(AVAILABLE DATA Opens)

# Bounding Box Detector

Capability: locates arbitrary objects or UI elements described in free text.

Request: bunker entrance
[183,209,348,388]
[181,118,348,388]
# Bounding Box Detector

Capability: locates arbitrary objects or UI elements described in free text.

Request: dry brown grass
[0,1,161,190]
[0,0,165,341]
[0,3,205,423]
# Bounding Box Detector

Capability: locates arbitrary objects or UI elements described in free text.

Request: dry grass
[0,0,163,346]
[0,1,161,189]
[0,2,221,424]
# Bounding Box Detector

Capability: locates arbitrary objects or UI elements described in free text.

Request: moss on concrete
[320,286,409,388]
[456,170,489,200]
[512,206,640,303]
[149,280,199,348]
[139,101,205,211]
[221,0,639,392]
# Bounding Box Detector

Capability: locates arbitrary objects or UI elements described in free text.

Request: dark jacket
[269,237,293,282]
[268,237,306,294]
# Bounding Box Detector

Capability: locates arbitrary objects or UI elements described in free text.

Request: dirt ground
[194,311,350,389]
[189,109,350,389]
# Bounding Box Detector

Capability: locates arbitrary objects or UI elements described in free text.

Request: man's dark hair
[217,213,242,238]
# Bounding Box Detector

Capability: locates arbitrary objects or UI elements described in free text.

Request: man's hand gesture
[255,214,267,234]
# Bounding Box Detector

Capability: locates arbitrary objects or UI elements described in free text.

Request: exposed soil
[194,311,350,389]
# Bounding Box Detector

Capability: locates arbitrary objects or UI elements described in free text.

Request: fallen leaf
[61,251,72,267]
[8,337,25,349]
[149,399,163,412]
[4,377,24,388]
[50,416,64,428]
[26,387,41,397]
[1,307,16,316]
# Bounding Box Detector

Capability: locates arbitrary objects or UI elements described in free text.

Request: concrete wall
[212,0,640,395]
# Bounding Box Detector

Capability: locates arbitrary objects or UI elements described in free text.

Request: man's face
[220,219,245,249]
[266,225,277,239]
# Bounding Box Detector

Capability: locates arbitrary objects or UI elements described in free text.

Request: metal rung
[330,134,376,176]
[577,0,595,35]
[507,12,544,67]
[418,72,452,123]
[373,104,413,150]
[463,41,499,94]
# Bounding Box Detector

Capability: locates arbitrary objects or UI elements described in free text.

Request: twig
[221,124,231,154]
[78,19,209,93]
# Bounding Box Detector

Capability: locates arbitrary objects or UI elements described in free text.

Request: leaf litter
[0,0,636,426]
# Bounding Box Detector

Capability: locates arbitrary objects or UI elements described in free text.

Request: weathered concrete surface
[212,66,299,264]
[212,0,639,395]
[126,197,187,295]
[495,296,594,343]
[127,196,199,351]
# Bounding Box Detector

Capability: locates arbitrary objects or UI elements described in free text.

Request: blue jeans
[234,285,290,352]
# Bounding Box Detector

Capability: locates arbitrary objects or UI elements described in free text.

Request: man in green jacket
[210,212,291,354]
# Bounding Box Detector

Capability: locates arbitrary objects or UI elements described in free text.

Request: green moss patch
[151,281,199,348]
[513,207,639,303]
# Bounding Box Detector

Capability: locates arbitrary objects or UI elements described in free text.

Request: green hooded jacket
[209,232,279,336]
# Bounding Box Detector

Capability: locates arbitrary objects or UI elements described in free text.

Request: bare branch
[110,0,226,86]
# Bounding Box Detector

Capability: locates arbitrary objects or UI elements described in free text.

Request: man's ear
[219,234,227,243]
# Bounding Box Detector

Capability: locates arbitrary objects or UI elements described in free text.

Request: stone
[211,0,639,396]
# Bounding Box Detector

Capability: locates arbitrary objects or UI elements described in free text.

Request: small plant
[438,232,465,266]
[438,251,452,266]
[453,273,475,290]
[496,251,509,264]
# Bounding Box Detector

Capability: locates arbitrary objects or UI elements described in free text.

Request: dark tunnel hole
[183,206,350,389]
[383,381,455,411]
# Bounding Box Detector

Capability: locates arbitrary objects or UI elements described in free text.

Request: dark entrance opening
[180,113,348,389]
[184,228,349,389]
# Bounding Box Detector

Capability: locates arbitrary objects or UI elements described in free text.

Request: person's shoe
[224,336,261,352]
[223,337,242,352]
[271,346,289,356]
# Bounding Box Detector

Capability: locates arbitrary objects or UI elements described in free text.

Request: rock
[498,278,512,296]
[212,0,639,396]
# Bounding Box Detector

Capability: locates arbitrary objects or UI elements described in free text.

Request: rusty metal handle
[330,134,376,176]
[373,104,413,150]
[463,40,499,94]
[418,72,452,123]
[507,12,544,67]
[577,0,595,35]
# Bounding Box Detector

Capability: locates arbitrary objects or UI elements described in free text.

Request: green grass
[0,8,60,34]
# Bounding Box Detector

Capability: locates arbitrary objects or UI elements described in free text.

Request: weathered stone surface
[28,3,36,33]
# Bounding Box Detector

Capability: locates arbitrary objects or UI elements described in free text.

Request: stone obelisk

(AVAILABLE DATA Closes)

◆ WHAT THE TASK REQUIRES
Repeat the records, every one of them, without any deviation.

◆ EXPECTED ANSWER
# Bounding Box Detector

Capability: locates arbitrary objects or UI elements described in free text.

Request: bunker entrance
[183,209,348,388]
[181,118,348,388]
# Bounding Box Detector

Capability: locates arbitrary objects or UI elements described in free text.

Request: dry brown grass
[0,1,161,190]
[0,0,165,341]
[0,3,205,423]
# Bounding Box Detector

Capability: locates arbitrary objects or UI elements described in free text.

Request: dry grass
[0,0,163,346]
[0,1,161,189]
[0,2,221,424]
# Bounding Box Detector

Capability: locates arbitrary objects or UI elements described in free text.

Request: moss on concrete
[320,286,409,388]
[456,170,489,200]
[512,206,640,303]
[149,280,199,348]
[139,101,205,211]
[221,0,639,392]
# Bounding Box Detector

Capability: locates arbitrary objects or UI elements described in free text.

Request: dark jacket
[269,237,293,282]
[268,237,306,294]
# Bounding Box Detector

Capability: locates arbitrary objects or UI elements described in free text.

Request: dirt ground
[194,311,350,389]
[189,109,350,389]
# Bounding Box Detector

Capability: locates arbitrary objects or UI elements described in free text.

Request: man's dark hair
[217,213,242,238]
# Bounding Box Detector

Capability: locates arbitrary objects or UI elements described in free text.

Request: man's hand gesture
[255,214,267,234]
# Bounding Box Detector

Capability: locates arbitrary objects or UI elements described in free text.

Request: exposed soil
[194,311,350,389]
# Bounding Box Detector

Capability: locates arbitrary objects or UI elements described in free text.

Request: fallen leaf
[61,251,72,267]
[8,337,25,349]
[149,399,163,412]
[4,377,24,388]
[50,416,64,428]
[26,387,41,397]
[1,307,16,316]
# Bounding Box Detector

Capability: locates arbitrary objects or UI elements described in free text.

Request: concrete wall
[212,0,640,395]
# Bounding Box Detector

Capability: locates arbitrary objects or UI elements described in free text.

Request: man's face
[220,219,245,249]
[266,225,277,239]
# Bounding Box Detector

Capability: locates arbitrary objects or UI elements described in free text.

Request: metal rung
[330,134,376,176]
[577,0,595,35]
[507,12,544,67]
[418,72,452,123]
[373,104,413,150]
[463,41,499,94]
# Bounding Box Detector

Capability: locates arbitrary objects or UI elements described in free text.

Request: twig
[221,124,231,154]
[78,19,209,93]
# Bounding Box Detector

Capability: locates arbitrary objects or UI elements described in free text.

Request: leaf litter
[0,0,636,426]
# Bounding Box Detector

Capability: locates arbitrary objects or UI elements described in free text.

Request: weathered concrete surface
[212,66,299,264]
[212,0,639,395]
[126,197,187,295]
[495,296,594,343]
[127,196,199,351]
# Bounding Box Detector

Capability: locates arbitrary objects or UI elements described in free text.

Request: blue jeans
[234,285,290,352]
# Bounding Box Detector

Capability: locates arbitrary objects or UI elements described in free text.

Request: man in green jacket
[210,212,291,354]
# Bounding Box Detector

Capability: locates arbitrary objects or UI elements described in free text.

Request: green moss patch
[151,281,199,348]
[513,207,639,303]
# Bounding Box Detector

Capability: locates arbitrary objects or UI elements described in free text.

Request: green hooded jacket
[209,232,279,336]
# Bounding Box Detector

Capability: locates arbitrary objects or UI elements described in free text.

Request: bare branch
[110,0,226,86]
# Bounding Box Detector

Capability: locates arbitrary objects or UI elements described in free text.

Request: man's ear
[219,234,227,243]
# Bounding Box Detector

Capability: locates arbitrary objects or UI elements described in free text.

Request: stone
[211,0,639,396]
# Bounding Box Detector

Capability: locates arbitrary objects or UI elements described in free text.

Request: small plant
[438,232,465,266]
[438,251,452,266]
[453,273,475,290]
[496,251,509,264]
# Bounding Box Detector

Capability: locates arbitrary objects or UI elements described in free text.

Request: dark tunnel hole
[183,206,350,389]
[383,381,455,411]
# Bounding Box Detector

Capability: locates arbitrary objects or UI elements described in free text.

Request: dark entrance opening
[180,113,348,389]
[184,228,349,389]
# Bounding Box Detector

Capability: locates arbitrary objects or UI elements described in free text.

Request: person's shoe
[224,336,261,352]
[223,337,242,352]
[271,346,289,356]
# Bounding Box Detector

Capability: locates arbitrary objects or UI elements described in free text.

Request: rock
[498,278,512,296]
[212,0,639,396]
# Bounding Box Detector

Capability: locates arbitrary objects or UI elements described in free text.

Request: rusty metal handle
[330,134,376,176]
[373,104,413,150]
[463,40,499,94]
[418,72,452,123]
[507,12,544,67]
[577,0,595,35]
# Bounding Box Detector

Capability: locates arbitrary objects or UI elements described in free text.

Request: green grass
[0,8,60,34]
# Bounding Box Detector

Capability: locates arbitrary objects or UI elements described in free text.

Request: weathered stone surface
[28,3,36,33]
# Bounding Box Detector

Capability: locates arbitrary objects or UI elements described in free text.

Request: stone obelisk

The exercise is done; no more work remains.